Rewrite these rows with every "keypoint" replaced by "marker" and everything else unchanged. Omit the pictures from the output.

▶ _TASK INPUT_:
★ ★ ★ ★ ★ ★ ★

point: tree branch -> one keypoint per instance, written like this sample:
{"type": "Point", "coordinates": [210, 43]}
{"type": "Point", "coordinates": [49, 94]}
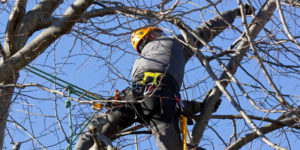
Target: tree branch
{"type": "Point", "coordinates": [13, 27]}
{"type": "Point", "coordinates": [43, 40]}
{"type": "Point", "coordinates": [253, 135]}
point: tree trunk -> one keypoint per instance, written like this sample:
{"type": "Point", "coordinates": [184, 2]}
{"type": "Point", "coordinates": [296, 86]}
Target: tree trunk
{"type": "Point", "coordinates": [256, 26]}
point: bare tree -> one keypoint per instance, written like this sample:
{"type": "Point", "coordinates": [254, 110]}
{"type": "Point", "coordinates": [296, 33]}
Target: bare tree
{"type": "Point", "coordinates": [254, 64]}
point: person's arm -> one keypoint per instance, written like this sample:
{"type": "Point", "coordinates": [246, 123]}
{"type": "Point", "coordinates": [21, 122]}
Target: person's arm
{"type": "Point", "coordinates": [213, 27]}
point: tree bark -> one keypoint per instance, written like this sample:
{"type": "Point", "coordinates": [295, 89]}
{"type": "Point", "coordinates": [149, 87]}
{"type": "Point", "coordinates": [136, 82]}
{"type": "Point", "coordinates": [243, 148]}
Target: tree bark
{"type": "Point", "coordinates": [256, 26]}
{"type": "Point", "coordinates": [18, 55]}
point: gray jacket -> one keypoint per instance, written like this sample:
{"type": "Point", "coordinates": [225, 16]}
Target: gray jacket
{"type": "Point", "coordinates": [166, 54]}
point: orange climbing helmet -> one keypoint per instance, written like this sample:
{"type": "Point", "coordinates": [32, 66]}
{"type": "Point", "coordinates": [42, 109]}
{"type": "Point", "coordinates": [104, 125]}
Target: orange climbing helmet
{"type": "Point", "coordinates": [137, 37]}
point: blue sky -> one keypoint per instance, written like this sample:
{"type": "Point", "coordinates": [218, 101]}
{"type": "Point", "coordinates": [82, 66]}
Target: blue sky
{"type": "Point", "coordinates": [93, 74]}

★ ★ ★ ★ ★ ★ ★

▶ _FINISHED ANSWER_:
point: tree branch -> one marker per instance, written like this sample:
{"type": "Point", "coordinates": [210, 43]}
{"type": "Point", "coordinates": [49, 94]}
Target: tree branch
{"type": "Point", "coordinates": [13, 27]}
{"type": "Point", "coordinates": [43, 40]}
{"type": "Point", "coordinates": [253, 135]}
point: tree trunk -> one marker per instance, written like this sample:
{"type": "Point", "coordinates": [184, 2]}
{"type": "Point", "coordinates": [296, 86]}
Target: tree trunk
{"type": "Point", "coordinates": [256, 26]}
point: bare tree -> one marker per instance, written like this sample:
{"type": "Point", "coordinates": [254, 110]}
{"type": "Point", "coordinates": [296, 33]}
Target: bare tree
{"type": "Point", "coordinates": [254, 64]}
point: person's arm -> one marker per instance, written like this sample:
{"type": "Point", "coordinates": [246, 123]}
{"type": "Point", "coordinates": [21, 122]}
Target: person's arm
{"type": "Point", "coordinates": [213, 27]}
point: tree bark -> one marker per instance, written like this sample:
{"type": "Point", "coordinates": [295, 89]}
{"type": "Point", "coordinates": [149, 87]}
{"type": "Point", "coordinates": [136, 82]}
{"type": "Point", "coordinates": [243, 148]}
Target: tree bark
{"type": "Point", "coordinates": [256, 26]}
{"type": "Point", "coordinates": [18, 55]}
point: gray jacket -> one marker per instance, written like this sample:
{"type": "Point", "coordinates": [225, 16]}
Target: gray jacket
{"type": "Point", "coordinates": [166, 54]}
point: orange climbing helmet -> one marker per instance, written like this sample:
{"type": "Point", "coordinates": [32, 66]}
{"type": "Point", "coordinates": [42, 109]}
{"type": "Point", "coordinates": [104, 125]}
Target: orange climbing helmet
{"type": "Point", "coordinates": [137, 37]}
point: blue sky -> one marker per instance, written like this sample:
{"type": "Point", "coordinates": [218, 101]}
{"type": "Point", "coordinates": [82, 66]}
Target: blue sky
{"type": "Point", "coordinates": [93, 74]}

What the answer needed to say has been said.